Goal
Rewrite the rows below with "biggest" swapped for "largest" wherever it appears, leaving everything else unchanged.

Dataset rows
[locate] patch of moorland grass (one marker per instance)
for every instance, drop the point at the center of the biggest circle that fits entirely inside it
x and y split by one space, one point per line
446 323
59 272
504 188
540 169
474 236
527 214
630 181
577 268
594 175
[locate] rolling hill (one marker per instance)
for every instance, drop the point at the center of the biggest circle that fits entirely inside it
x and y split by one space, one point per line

Exercise result
[locate] patch of moorland grass (one marker per instance)
for every instance, drop the point at the center of the largest circle that fits entirely inside it
x and y split by one space, one point per line
446 323
59 272
504 188
540 169
474 236
527 214
630 181
577 268
594 175
[locate] rolling hill (one marker per instance)
for every instance, drop the point at the center of the largest circle that fits entirely inside it
x and y split by one space, one point per line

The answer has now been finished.